◆ Source passage ◆
►

Five- and six-year-olds donned surgical masks and gloves and practiced pulling organs — the stuffed pretend variety — out of each other as part of the Mini-Medical School experience offered by Western University of Health Sciences.

The program started in 2011 when the school opened a campus in Lebanon, but this is the first year it’s traveled to Albany. Previously, the event was held at the COMP-Northwest campus and schools from Lebanon and Sweet Home were invited to send students to learn about skeletal structure, heart health and germs.

On Friday, first-year medical student Halle Burley had a group of kindergartners thrilled at the thought of being able to hear their own heartbeat. She rounded the table and helped little hands put the stethoscope to their chests, watching one by one as faces lit up at the sound.

“We use a lot of hand motions,” she said about how she managed to bring real-life medical concepts down to a kindergarten level. “We talk about things simply. Everyone knows about exercise, so we talk about that and tie it into heart health." 

Next door, first-year medical student Austin Kleint, an East Linn Christian Academy graduate, was assisting students in surgery as two kindergartners lay on faux operating tables with stuffed organs inside a fake rib cage. Classmates pulled the parts out in an attempt to find the unhealthy one. He emphasized the importance of heart health, explaining that a “healthy heart means a healthy life.”

“We’re learning about community,” said kindergarten teacher Shaina Adams, as she watched students switch out hearts for lungs. “One place in the community is clinics and doctor’s offices.”

◄

◆ Action item A ◆
Summarize the Mini-Medical School article in two sentences.
◆ Action item B ◆
List every person named in the Mini-Medical School article, with the role the article gives each.
◆ Action item C ◆
Carry on writing the Mini-Medical School article from its final sentence.

◆ Information supplied ◆

►

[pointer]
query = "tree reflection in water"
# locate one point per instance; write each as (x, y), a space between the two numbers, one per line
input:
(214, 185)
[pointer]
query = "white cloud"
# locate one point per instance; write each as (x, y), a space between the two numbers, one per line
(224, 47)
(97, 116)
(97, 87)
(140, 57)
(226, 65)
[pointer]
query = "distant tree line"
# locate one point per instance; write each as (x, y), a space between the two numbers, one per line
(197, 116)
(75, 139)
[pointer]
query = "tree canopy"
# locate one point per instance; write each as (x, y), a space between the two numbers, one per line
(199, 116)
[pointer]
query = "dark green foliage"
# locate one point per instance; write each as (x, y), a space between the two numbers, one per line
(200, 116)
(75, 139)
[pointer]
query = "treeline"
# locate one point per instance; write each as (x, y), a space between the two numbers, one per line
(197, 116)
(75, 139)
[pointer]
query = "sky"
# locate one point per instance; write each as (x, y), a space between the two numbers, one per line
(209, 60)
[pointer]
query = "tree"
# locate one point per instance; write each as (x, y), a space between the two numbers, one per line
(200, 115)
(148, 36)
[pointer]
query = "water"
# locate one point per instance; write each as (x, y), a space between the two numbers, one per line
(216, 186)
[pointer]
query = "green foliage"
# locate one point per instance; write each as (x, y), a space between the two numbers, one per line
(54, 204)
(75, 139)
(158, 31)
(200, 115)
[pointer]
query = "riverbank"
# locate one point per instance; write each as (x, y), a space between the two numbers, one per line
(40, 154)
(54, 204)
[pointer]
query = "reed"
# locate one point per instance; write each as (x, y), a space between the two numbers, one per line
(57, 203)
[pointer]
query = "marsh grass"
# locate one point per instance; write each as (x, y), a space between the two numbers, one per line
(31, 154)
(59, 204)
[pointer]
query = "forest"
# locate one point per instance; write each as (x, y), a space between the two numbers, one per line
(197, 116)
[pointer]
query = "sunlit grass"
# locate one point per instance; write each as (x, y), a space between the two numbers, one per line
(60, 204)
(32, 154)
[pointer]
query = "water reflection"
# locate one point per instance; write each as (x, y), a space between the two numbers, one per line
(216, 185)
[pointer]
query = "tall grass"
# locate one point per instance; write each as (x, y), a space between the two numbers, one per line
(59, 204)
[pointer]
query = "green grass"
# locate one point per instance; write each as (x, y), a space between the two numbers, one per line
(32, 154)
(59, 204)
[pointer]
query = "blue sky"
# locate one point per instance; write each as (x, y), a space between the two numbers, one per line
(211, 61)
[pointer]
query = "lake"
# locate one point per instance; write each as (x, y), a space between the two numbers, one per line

◄
►

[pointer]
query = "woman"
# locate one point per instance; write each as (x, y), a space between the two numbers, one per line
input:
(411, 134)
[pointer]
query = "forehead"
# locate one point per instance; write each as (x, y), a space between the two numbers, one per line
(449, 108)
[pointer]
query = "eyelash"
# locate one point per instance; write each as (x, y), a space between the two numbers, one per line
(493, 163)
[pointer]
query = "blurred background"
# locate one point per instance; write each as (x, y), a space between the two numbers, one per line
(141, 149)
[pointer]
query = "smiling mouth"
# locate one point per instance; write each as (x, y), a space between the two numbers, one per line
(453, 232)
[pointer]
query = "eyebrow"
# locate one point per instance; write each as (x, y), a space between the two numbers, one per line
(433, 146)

◄

◆ Exercise result A ◆
Western University of Health Sciences' Mini-Medical School, which began in 2011 when the school opened a campus in Lebanon and was previously held at the COMP-Northwest campus, traveled to Albany for the first time this year, where five- and six-year-olds wore surgical masks and gloves and practiced pulling stuffed organs out of each other. First-year medical students Halle Burley and Austin Kleint helped kindergartners hear their own heartbeats and perform pretend surgery while emphasizing heart health, and a kindergarten teacher tied the activity to learning about community.

◆ Exercise result B ◆
- Halle Burley: first-year medical student
- Austin Kleint: first-year medical student and East Linn Christian Academy graduate
- Shaina Adams: kindergarten teacher

◆ Exercise result C ◆
She said her students were excited at the chance to perform surgery and what they learned on Friday would be folded into the classroom even after the medical equipment was packed up and on its way back to Western University of Health and Sciences.

Fellow kindergarten teacher Megan Ciaffoni oversaw the hand-washing station where students washed their hands with special soap that leaves behind a substance meant to represent bacteria. They were given the chance to wash their hands again, making sure to scrub at the invisible germs and then run their hands under a black light to reveal what they had missed.

Students also had the opportunity to visit the skeleton station and learn about how bones and joints work together to help them move, as well as where certain bones in the body are located.

According to the college’s public affairs manager, Michelle Steinhebel, medical students do not receive school credit for their trip to Takena. Instead, it was part of a community service effort and not an official class.

“This event gives kids a hands-on opportunity to explore what it means to be a doctors,” she said, adding that it also highlighted the importance of preventative medicine.